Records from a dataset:

##########

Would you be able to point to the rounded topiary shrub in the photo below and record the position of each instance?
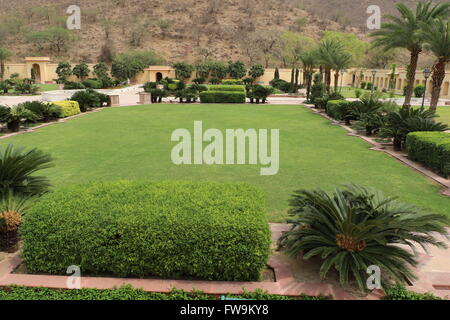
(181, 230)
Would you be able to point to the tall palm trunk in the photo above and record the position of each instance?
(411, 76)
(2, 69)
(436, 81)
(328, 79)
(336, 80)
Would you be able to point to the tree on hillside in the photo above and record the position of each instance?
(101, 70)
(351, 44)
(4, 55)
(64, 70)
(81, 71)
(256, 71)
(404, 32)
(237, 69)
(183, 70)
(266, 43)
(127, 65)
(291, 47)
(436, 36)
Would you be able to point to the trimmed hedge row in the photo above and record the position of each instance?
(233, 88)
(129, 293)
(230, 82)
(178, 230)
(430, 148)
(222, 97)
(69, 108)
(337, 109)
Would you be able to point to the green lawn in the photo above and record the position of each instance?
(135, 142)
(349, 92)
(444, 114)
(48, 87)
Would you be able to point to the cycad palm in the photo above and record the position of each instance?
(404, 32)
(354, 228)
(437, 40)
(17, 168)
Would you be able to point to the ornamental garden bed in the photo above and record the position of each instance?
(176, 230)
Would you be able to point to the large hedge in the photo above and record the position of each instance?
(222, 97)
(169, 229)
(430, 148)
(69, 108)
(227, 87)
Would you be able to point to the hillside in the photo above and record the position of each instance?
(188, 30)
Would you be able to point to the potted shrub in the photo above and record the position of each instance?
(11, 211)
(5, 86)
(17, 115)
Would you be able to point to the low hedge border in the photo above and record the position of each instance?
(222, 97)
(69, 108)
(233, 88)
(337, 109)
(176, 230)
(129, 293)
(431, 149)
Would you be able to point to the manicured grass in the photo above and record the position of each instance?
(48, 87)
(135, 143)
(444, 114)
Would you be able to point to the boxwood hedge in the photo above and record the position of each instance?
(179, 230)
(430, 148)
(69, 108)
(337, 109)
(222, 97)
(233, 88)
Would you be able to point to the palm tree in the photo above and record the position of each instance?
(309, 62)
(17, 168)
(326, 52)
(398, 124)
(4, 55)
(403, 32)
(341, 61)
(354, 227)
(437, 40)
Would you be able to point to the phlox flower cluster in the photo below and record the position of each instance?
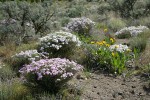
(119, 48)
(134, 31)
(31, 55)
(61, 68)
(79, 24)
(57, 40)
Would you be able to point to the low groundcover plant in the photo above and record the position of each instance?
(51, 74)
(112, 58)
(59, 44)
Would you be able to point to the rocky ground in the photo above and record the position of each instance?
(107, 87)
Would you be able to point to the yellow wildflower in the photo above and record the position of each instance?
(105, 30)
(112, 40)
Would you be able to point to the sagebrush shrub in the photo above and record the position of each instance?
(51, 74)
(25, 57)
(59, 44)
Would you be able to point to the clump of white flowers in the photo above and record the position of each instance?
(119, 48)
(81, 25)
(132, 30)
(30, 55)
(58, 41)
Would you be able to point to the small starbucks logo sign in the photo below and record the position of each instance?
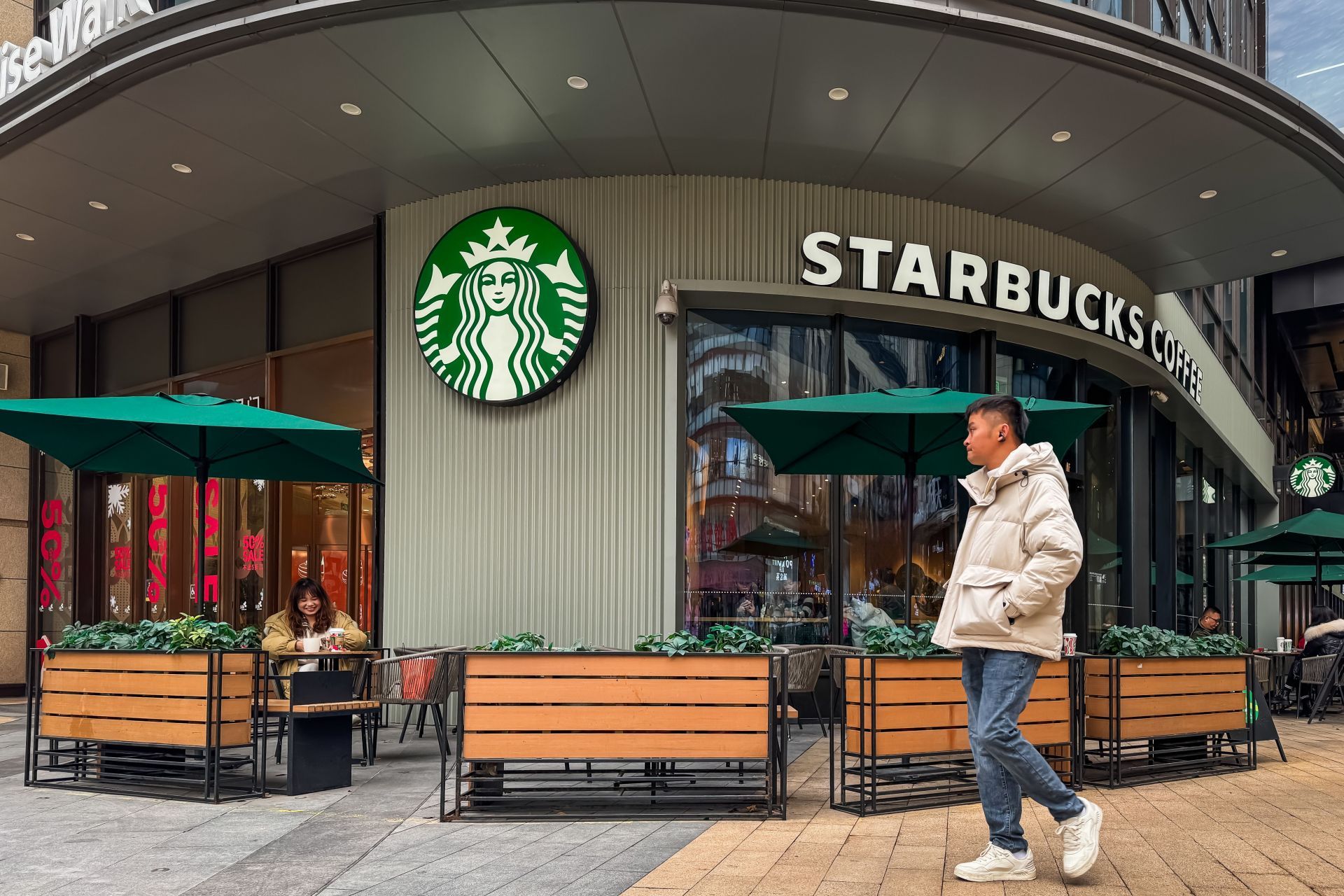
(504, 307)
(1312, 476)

##########

**EXERCISE AIM**
Beginning at the line that contains "Would you be able to point to the clump" and continuing through the end of the data, write every line again, requests included, and offset each coordinate by adding 26 to it. Leave the pictures out of the answer.

**COMPLETE ANSWER**
Would you be able to point to the clump of white flowers in the photo above and record the position of each instance?
(145, 74)
(107, 51)
(158, 56)
(56, 81)
(84, 67)
Would you be able to point to the small starbucks logo sign in the photo below and record the position of each instance?
(530, 333)
(1338, 502)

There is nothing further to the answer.